**Work to complete**
Pick out every line in the records below that contains the string "shirt", and copy each one.

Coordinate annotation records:
--------------------------------------------------
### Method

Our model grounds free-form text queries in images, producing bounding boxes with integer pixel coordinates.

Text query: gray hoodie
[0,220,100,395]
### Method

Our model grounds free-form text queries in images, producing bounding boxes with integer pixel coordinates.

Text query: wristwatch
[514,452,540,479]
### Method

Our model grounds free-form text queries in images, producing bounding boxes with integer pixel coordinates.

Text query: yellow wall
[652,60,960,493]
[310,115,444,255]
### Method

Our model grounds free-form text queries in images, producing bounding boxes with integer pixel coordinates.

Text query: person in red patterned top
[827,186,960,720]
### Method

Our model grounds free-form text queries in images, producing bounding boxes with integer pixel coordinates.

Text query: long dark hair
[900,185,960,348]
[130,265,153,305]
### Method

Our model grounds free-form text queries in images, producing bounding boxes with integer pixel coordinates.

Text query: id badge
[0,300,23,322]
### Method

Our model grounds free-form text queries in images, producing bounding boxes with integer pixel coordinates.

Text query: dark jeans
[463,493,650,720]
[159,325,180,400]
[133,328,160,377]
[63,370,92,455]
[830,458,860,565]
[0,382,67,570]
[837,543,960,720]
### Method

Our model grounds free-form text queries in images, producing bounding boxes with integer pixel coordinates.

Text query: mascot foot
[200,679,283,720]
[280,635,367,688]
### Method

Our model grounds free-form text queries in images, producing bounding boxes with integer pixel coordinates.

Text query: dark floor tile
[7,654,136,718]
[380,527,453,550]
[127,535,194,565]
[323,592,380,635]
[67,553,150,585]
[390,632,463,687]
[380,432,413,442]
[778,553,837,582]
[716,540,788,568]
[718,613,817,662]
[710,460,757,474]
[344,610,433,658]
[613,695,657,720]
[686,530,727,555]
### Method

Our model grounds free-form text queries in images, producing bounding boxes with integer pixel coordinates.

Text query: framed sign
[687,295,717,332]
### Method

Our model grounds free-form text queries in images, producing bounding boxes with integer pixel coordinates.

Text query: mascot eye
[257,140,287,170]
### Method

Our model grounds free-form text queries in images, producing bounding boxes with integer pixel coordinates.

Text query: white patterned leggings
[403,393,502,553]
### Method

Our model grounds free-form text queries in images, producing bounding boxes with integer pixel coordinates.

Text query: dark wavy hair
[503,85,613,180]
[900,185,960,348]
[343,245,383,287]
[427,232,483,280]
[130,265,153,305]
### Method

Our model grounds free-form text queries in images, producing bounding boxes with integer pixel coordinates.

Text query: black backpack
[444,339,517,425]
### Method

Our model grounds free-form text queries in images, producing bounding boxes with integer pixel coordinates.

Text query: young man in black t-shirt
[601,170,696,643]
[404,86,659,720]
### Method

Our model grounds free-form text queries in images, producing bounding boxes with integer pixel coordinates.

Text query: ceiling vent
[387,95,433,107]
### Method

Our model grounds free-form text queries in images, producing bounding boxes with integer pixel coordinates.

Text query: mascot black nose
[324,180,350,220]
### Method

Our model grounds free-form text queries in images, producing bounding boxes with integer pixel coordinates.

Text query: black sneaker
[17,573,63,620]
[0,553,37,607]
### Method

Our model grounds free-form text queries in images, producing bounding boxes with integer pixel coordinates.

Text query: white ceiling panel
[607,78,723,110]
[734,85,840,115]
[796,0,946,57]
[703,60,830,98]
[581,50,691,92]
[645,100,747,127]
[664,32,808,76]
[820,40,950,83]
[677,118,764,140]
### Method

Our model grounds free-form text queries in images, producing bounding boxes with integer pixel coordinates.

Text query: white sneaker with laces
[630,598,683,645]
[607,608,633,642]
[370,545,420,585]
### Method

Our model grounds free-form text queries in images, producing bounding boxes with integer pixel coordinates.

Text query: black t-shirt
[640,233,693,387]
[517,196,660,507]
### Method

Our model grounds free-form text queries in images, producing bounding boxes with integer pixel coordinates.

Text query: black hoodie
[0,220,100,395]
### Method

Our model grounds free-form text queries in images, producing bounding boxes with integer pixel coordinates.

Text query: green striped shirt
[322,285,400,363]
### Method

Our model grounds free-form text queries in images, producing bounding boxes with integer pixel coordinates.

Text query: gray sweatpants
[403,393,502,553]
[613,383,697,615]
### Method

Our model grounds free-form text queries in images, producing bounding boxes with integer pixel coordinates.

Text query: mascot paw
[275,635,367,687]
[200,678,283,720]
--------------------------------------------------
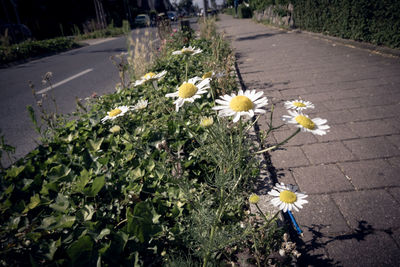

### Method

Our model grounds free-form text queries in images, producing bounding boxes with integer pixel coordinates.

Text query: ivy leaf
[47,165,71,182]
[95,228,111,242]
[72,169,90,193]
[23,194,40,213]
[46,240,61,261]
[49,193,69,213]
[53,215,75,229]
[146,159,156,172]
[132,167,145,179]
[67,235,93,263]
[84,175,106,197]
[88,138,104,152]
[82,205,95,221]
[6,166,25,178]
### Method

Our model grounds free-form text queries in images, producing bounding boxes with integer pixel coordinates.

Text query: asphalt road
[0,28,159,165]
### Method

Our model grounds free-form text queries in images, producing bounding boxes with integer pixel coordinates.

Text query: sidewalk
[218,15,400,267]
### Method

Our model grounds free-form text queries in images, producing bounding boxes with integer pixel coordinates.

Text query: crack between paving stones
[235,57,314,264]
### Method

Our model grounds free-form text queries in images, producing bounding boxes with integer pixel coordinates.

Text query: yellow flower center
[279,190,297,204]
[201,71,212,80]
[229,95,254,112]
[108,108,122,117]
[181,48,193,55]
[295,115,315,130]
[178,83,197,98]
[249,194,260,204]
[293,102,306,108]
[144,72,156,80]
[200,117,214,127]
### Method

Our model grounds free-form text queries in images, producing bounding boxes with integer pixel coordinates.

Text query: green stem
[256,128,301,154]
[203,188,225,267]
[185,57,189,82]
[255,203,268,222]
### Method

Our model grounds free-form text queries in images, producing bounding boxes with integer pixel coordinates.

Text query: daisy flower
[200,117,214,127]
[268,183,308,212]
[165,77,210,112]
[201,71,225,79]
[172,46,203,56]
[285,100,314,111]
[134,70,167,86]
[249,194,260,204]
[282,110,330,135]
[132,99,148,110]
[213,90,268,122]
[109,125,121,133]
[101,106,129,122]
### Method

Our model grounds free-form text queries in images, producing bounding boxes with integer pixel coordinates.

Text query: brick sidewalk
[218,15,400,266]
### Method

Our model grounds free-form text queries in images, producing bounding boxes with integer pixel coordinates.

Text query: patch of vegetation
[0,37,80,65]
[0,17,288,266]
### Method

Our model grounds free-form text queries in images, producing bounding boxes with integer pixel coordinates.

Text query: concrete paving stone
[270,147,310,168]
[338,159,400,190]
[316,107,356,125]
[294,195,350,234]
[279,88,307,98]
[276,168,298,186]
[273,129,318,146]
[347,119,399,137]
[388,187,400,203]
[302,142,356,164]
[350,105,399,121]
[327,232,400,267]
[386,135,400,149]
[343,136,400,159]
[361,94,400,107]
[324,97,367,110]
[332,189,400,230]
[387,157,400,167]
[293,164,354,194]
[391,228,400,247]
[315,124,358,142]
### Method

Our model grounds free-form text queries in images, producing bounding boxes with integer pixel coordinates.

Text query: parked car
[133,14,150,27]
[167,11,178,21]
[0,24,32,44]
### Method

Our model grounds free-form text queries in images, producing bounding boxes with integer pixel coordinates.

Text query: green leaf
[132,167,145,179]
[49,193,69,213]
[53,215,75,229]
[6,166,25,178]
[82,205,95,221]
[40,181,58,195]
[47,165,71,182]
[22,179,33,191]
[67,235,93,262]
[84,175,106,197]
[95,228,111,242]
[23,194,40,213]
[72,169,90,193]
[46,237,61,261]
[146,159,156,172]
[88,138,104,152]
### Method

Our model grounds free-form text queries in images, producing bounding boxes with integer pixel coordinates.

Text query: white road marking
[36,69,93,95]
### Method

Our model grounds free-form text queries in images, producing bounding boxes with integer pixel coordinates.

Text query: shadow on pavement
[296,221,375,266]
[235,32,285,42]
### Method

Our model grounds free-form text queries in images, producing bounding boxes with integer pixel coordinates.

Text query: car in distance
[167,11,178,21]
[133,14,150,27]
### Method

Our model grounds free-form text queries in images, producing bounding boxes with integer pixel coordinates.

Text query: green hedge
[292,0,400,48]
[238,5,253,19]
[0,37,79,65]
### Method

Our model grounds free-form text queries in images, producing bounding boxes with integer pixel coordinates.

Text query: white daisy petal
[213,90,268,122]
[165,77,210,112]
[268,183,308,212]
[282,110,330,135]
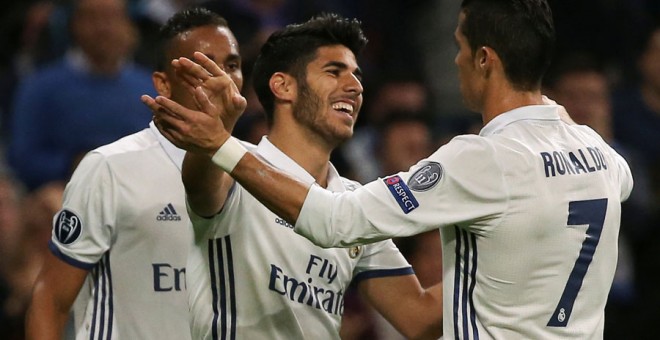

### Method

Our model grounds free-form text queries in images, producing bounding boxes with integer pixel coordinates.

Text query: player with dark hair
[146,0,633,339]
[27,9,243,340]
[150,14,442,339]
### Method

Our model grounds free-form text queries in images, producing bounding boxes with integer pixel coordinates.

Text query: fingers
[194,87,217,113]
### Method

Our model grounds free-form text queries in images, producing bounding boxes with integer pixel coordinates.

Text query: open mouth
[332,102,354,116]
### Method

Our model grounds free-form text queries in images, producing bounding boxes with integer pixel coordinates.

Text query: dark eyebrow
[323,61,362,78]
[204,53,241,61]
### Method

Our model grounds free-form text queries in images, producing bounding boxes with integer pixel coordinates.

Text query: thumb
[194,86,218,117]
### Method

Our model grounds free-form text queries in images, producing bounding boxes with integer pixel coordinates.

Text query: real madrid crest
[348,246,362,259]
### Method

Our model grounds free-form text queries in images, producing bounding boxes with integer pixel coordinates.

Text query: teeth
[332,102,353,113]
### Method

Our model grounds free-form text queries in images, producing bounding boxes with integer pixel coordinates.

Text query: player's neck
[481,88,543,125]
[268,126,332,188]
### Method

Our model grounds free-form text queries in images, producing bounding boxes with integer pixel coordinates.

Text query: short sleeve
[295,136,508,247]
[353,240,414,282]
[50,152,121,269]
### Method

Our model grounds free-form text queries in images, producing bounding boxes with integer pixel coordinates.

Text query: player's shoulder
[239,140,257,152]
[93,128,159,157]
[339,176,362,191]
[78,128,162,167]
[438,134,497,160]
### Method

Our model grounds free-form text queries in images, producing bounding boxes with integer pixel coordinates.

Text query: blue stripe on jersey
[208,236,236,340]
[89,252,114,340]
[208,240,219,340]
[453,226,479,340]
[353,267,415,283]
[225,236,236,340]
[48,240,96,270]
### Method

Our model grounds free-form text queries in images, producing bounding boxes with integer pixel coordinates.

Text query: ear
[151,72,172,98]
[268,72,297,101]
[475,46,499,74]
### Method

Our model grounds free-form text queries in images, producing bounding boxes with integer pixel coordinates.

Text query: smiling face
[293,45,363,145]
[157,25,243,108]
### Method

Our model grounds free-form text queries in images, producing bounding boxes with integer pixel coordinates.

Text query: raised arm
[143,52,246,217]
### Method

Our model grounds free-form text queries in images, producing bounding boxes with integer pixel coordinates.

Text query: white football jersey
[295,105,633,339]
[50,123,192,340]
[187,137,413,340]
--------------------------------------------------
**The response**
Text query: young man in black t-shirt
Text query: black t-shirt
Text query: green striped shirt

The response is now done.